Exercise goal
Lines to be reproduced exactly: the one that holds "Target: blue striped textile" and all those after it through the end of the data. Include no others.

Data records:
-- Opening Marker --
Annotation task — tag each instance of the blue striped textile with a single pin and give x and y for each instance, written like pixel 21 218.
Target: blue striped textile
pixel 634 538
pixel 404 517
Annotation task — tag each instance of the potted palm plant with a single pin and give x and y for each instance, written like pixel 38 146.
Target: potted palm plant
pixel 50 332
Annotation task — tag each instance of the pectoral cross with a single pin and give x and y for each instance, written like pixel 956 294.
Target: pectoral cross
-- Closing Marker --
Exercise response
Target: blue striped textile
pixel 634 538
pixel 404 517
Annotation task — tag each instance of the potted palm plant with a single pin and give x and y for each instance, written like pixel 38 146.
Target: potted palm plant
pixel 50 332
Annotation task — tag each instance of the pectoral cross with a single pin and give x and y for each instance, written like pixel 956 294.
Target: pectoral cross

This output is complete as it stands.